START RECORDS FOR THE TASK
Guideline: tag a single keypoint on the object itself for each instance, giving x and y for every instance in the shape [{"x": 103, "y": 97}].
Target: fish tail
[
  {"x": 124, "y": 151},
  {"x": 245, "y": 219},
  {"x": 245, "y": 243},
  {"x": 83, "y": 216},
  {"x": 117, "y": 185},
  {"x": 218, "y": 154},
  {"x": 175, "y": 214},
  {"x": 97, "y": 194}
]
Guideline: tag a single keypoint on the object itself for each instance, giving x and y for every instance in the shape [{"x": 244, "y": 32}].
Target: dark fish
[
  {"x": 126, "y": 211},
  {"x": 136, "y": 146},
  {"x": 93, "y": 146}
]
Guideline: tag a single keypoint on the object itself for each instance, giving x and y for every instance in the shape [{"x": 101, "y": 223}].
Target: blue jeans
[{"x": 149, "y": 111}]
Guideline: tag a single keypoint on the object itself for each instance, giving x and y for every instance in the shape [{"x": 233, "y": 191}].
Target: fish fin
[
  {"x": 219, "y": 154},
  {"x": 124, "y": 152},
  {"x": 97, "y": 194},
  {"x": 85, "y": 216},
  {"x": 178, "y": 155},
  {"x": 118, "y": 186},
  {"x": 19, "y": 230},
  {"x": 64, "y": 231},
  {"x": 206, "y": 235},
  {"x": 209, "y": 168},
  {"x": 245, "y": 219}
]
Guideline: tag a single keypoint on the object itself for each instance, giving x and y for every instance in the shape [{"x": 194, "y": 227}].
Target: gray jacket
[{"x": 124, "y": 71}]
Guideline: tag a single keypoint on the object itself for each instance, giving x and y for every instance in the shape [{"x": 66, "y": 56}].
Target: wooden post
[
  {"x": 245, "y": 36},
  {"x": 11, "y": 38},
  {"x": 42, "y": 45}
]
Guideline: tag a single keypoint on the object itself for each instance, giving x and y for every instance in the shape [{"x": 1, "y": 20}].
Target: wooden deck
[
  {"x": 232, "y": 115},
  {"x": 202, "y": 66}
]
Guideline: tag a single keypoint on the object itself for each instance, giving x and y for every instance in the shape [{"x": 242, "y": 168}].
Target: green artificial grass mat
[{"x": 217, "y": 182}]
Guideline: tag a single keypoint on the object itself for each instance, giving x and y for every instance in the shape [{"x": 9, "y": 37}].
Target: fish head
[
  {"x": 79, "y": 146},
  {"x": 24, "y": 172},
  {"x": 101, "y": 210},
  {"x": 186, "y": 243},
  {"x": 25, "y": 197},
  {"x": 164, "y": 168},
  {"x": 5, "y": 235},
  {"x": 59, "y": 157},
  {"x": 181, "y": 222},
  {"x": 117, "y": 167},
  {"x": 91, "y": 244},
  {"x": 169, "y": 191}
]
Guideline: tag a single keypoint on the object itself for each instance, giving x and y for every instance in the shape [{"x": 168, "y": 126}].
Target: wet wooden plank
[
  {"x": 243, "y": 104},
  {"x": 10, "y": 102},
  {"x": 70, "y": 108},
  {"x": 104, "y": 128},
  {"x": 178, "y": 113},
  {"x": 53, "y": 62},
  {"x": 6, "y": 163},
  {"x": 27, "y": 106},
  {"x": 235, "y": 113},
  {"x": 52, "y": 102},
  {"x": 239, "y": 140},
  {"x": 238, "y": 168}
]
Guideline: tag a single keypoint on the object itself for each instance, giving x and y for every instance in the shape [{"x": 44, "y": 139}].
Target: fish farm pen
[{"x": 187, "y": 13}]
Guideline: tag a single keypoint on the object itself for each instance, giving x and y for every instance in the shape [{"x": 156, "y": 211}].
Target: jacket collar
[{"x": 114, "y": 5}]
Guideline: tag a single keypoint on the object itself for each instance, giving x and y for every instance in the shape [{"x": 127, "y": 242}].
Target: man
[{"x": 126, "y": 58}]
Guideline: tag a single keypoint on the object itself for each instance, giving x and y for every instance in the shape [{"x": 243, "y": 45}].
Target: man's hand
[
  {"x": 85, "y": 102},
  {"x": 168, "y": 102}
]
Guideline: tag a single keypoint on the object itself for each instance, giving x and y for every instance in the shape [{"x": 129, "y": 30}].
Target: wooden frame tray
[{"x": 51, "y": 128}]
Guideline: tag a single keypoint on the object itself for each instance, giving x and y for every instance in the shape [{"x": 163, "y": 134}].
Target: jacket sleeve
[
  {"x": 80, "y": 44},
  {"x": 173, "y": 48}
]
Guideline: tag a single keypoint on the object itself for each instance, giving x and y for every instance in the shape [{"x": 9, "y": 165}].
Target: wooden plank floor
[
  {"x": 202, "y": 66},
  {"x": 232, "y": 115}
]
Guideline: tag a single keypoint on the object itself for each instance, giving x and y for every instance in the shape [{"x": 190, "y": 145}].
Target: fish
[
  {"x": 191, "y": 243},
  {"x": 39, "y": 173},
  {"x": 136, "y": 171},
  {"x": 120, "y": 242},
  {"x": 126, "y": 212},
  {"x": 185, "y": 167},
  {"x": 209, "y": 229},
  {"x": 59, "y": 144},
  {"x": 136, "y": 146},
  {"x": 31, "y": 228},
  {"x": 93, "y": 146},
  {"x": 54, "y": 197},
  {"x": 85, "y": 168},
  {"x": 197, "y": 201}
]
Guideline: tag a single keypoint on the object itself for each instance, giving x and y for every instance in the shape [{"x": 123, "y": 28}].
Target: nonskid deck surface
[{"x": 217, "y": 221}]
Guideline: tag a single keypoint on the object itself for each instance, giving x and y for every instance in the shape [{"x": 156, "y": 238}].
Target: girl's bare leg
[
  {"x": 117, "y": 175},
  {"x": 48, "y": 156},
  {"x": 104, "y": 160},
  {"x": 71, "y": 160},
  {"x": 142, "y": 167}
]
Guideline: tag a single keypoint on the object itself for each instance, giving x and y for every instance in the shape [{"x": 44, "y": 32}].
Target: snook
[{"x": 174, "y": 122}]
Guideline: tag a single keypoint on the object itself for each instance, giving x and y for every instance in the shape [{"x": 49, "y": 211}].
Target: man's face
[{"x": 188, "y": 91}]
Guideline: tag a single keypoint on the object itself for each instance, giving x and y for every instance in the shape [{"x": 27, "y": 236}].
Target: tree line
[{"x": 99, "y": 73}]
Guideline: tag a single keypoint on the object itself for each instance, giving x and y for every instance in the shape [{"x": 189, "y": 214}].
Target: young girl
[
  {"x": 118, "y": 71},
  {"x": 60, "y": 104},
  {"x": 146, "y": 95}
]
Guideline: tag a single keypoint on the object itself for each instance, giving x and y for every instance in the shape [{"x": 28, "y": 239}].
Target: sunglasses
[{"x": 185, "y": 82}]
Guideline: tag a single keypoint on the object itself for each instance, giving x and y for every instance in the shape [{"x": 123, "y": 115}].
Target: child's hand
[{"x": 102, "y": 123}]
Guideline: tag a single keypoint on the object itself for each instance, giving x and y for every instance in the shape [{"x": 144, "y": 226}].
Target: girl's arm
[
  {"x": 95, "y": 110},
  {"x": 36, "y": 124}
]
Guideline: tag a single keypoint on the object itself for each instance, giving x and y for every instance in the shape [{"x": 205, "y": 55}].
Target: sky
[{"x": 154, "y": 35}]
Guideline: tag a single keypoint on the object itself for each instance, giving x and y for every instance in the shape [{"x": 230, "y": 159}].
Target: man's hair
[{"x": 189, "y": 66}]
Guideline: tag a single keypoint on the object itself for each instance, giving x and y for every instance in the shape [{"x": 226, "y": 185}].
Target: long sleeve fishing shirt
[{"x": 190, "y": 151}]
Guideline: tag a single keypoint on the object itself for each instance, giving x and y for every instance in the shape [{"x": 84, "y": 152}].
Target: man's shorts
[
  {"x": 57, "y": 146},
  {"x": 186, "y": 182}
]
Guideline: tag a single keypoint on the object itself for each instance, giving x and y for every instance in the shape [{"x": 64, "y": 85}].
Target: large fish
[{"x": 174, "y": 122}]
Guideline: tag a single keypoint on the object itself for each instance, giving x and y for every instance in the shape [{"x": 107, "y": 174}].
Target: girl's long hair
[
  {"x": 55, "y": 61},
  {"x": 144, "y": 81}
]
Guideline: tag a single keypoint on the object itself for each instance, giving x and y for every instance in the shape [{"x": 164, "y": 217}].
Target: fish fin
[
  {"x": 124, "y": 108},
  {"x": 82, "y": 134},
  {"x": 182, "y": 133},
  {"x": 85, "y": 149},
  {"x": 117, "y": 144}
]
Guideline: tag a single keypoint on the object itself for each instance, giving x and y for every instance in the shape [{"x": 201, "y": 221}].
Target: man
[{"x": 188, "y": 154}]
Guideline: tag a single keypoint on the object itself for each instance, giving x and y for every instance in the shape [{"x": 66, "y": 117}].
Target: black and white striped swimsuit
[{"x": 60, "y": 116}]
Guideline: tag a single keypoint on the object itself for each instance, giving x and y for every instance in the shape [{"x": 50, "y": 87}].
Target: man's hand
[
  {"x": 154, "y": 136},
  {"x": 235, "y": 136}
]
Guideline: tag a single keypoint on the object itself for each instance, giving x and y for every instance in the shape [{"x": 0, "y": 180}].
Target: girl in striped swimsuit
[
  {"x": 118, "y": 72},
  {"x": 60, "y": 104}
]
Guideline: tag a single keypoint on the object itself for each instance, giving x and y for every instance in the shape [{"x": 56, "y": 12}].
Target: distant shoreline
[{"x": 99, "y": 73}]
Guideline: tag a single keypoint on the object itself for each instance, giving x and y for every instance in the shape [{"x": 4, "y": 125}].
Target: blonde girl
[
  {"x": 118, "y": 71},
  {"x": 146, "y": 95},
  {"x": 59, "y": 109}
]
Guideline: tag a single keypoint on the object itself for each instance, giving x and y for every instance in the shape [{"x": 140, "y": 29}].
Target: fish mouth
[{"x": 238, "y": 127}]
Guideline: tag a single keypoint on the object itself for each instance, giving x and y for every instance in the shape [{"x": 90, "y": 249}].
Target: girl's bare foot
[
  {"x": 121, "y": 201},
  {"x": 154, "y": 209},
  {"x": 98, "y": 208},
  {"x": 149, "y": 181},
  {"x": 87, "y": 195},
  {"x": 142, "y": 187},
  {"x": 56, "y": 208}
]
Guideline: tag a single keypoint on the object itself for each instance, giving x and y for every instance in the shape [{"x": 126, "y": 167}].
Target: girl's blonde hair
END RECORDS FOR THE TASK
Beginning at the line where "Target: girl's bare foot" appears, extract each line through the end of the data above; keep them exact and include nothing else.

Target: girl's bare foot
[
  {"x": 121, "y": 201},
  {"x": 154, "y": 209},
  {"x": 98, "y": 208},
  {"x": 149, "y": 181},
  {"x": 87, "y": 195},
  {"x": 142, "y": 187},
  {"x": 56, "y": 208}
]
Guideline: tag a single keypoint on the object itself for each instance, giving x and y for every instance in the shape [{"x": 126, "y": 167}].
Target: girl's blonde hair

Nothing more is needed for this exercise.